→ What is asked: Can you pick out every line in the rows below that contains the word "tree" and copy each one?

→ Extracted records:

.....

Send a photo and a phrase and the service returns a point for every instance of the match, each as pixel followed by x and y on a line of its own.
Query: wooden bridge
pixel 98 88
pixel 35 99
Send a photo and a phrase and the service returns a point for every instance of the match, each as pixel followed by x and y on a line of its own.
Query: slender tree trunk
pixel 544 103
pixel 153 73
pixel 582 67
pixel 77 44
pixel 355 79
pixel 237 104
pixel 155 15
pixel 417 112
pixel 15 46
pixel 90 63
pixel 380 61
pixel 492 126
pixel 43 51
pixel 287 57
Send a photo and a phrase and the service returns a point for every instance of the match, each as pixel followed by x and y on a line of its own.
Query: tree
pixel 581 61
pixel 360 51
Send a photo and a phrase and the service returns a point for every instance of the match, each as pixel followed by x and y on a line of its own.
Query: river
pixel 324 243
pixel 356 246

.....

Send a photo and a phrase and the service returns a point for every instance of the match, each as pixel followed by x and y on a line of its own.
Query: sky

.....

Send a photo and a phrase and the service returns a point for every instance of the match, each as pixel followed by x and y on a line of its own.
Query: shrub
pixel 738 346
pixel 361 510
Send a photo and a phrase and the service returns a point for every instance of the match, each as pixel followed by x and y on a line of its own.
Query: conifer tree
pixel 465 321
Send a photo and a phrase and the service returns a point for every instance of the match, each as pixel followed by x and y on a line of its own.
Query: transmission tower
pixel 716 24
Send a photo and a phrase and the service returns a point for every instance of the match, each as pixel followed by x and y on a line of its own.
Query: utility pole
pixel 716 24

.....

→ Expected output:
Query: slender tree trunk
Query: tree
Query: conifer tree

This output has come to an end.